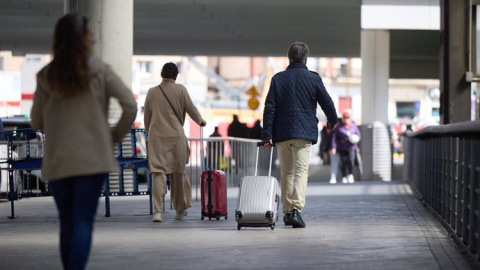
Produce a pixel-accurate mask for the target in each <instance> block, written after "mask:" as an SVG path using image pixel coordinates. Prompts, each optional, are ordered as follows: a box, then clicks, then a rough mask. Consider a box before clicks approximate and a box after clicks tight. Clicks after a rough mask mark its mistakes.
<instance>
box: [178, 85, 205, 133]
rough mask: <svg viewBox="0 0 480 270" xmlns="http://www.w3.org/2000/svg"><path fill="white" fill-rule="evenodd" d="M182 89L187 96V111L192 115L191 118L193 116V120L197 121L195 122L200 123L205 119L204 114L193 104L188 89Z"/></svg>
mask: <svg viewBox="0 0 480 270" xmlns="http://www.w3.org/2000/svg"><path fill="white" fill-rule="evenodd" d="M182 90H183V95H184V98H185V112H187V114H188V115H189V116H190V118H192V120H193V121H195V123H197V124H198V125H200V123H202V122H203V121H204V120H203V118H202V115H200V112H199V111H198V109H197V107H195V105H193V102H192V99H191V98H190V95H189V94H188V91H187V89H186V88H182Z"/></svg>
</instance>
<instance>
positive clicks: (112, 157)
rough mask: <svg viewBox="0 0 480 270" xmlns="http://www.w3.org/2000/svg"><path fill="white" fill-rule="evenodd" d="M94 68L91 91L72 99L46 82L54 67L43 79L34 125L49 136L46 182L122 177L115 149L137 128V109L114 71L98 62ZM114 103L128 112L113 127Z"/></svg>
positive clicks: (40, 77) (91, 60) (48, 137)
mask: <svg viewBox="0 0 480 270" xmlns="http://www.w3.org/2000/svg"><path fill="white" fill-rule="evenodd" d="M88 65H89V69H90V71H91V73H92V80H91V82H90V85H89V86H90V87H89V89H88V90H86V91H84V92H83V93H80V94H77V95H75V96H71V97H66V96H63V95H60V94H57V93H54V92H52V90H51V89H50V87H49V84H48V82H47V79H46V76H47V73H48V69H49V65H47V66H46V67H44V68H43V69H42V70H40V72H38V74H37V89H36V90H35V95H34V98H33V106H32V111H31V118H32V121H31V125H32V127H33V128H35V129H39V130H41V131H43V132H44V133H45V152H44V156H43V160H42V176H43V178H44V179H47V180H50V181H51V180H58V179H63V178H67V177H72V176H84V175H91V174H100V173H109V172H118V169H119V167H118V162H117V159H116V158H115V156H114V152H113V150H114V148H113V147H114V143H115V142H119V141H121V140H122V138H123V136H124V135H125V134H126V133H127V132H128V131H129V130H130V128H131V127H132V124H133V121H134V120H135V117H136V114H137V103H136V101H135V99H134V98H133V94H132V91H131V90H130V89H129V88H128V87H127V86H125V84H124V83H123V82H122V81H121V80H120V78H119V77H118V76H117V75H116V74H115V73H114V72H113V71H112V69H111V68H110V66H108V65H106V64H104V63H103V62H101V61H100V60H98V59H96V58H94V57H92V58H90V60H89V63H88ZM110 97H114V98H116V99H117V100H118V101H119V103H120V106H121V108H122V111H123V112H122V115H121V118H120V120H119V121H118V123H117V124H116V125H115V126H113V127H110V126H109V124H108V119H107V115H108V101H109V98H110Z"/></svg>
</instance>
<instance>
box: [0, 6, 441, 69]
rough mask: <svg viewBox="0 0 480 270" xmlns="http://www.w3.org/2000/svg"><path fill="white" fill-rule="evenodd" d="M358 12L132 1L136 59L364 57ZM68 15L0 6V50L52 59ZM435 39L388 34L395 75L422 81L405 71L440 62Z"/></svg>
mask: <svg viewBox="0 0 480 270" xmlns="http://www.w3.org/2000/svg"><path fill="white" fill-rule="evenodd" d="M361 5H362V1H361V0H335V1H332V0H294V1H293V0H135V1H134V40H133V42H134V43H133V48H134V52H133V53H134V54H135V55H214V56H285V55H286V52H287V49H288V46H289V45H290V44H291V43H292V42H294V41H304V42H306V43H307V44H308V45H309V47H310V51H311V53H312V56H324V57H360V35H361V18H360V17H361ZM63 9H64V1H62V0H0V50H9V51H12V52H13V53H14V54H16V55H23V54H26V53H49V48H50V41H51V37H52V34H53V27H54V24H55V22H56V20H57V19H58V18H59V17H61V16H62V15H63ZM438 36H439V33H438V31H412V30H408V31H407V30H405V31H391V49H390V51H391V59H392V61H393V62H392V65H396V64H395V62H397V63H399V64H401V65H400V66H398V67H396V66H392V68H391V70H392V71H393V73H395V72H397V71H398V72H399V73H404V72H410V73H414V75H415V74H417V73H416V72H412V70H411V69H409V68H408V66H409V63H410V62H412V61H411V60H413V62H415V61H417V64H418V62H419V61H421V62H428V63H430V64H434V63H438V42H439V38H438ZM407 42H408V43H407ZM424 64H425V63H424ZM405 65H407V67H405ZM437 70H438V68H436V69H435V72H436V73H438V72H437ZM401 76H403V75H400V77H401ZM416 76H419V75H418V74H417V75H416ZM429 76H430V75H429ZM393 77H397V76H393ZM420 77H423V76H420Z"/></svg>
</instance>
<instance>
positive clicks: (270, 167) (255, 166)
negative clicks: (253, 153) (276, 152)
mask: <svg viewBox="0 0 480 270" xmlns="http://www.w3.org/2000/svg"><path fill="white" fill-rule="evenodd" d="M269 144H270V165H269V166H268V176H269V177H270V176H272V160H273V148H274V147H275V143H269ZM264 145H265V143H264V142H258V143H257V160H256V161H255V176H257V171H258V156H259V153H260V147H262V146H264Z"/></svg>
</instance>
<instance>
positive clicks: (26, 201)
mask: <svg viewBox="0 0 480 270" xmlns="http://www.w3.org/2000/svg"><path fill="white" fill-rule="evenodd" d="M307 191H308V194H307V205H306V209H305V211H304V214H303V217H304V220H305V221H306V223H307V228H305V229H293V228H291V227H286V226H284V225H283V222H279V223H277V227H276V228H275V230H273V231H272V230H270V229H269V228H243V229H242V230H241V231H237V228H236V222H235V219H234V216H233V212H234V209H235V204H236V195H237V189H236V188H230V189H229V190H228V195H229V201H228V203H229V205H228V206H229V212H230V213H231V214H230V215H229V219H228V220H224V219H222V220H220V221H216V220H211V221H209V220H204V221H201V220H200V203H199V202H194V204H193V206H192V208H191V209H190V214H189V215H188V216H187V218H186V219H185V220H184V221H176V220H174V219H173V216H174V211H173V210H168V211H169V212H168V213H166V214H165V216H164V222H162V223H153V222H151V216H150V215H149V214H148V212H149V211H148V197H147V196H137V197H114V198H112V200H111V214H112V216H111V217H109V218H106V217H104V216H103V215H104V213H105V208H104V203H103V198H102V199H101V204H100V206H99V211H98V216H97V221H96V224H95V233H94V243H93V248H92V250H91V256H90V260H89V264H88V267H87V269H103V270H105V269H135V270H141V269H149V270H151V269H473V266H471V265H470V264H469V263H468V262H467V260H466V259H465V258H464V257H463V256H462V254H461V253H460V252H459V251H458V250H457V249H456V246H455V244H454V243H453V241H452V240H451V238H450V237H449V236H448V234H447V233H446V231H445V230H444V229H443V227H442V226H441V225H440V223H439V222H438V221H436V220H435V219H434V218H433V217H432V216H431V215H430V214H429V213H427V212H426V210H425V208H424V207H423V206H422V204H421V203H420V202H419V201H418V199H417V198H415V197H414V196H413V195H412V192H411V190H410V188H409V187H408V185H406V184H404V183H402V182H398V181H397V182H388V183H387V182H378V181H362V182H357V183H355V184H350V185H348V184H337V185H329V184H326V183H323V182H311V183H309V187H308V190H307ZM167 203H168V199H167ZM16 214H17V216H18V217H17V218H16V219H13V220H12V219H8V218H7V216H9V215H10V204H9V203H6V202H3V203H0V269H61V262H60V257H59V251H58V220H57V216H56V209H55V205H54V203H53V199H52V198H30V199H22V200H20V201H17V202H16ZM280 218H281V217H280Z"/></svg>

● ● ● ●

[Work to be completed]:
How many lines of the items above contain the word "positive"? Reply with the number alone.

[Answer to this problem]:
4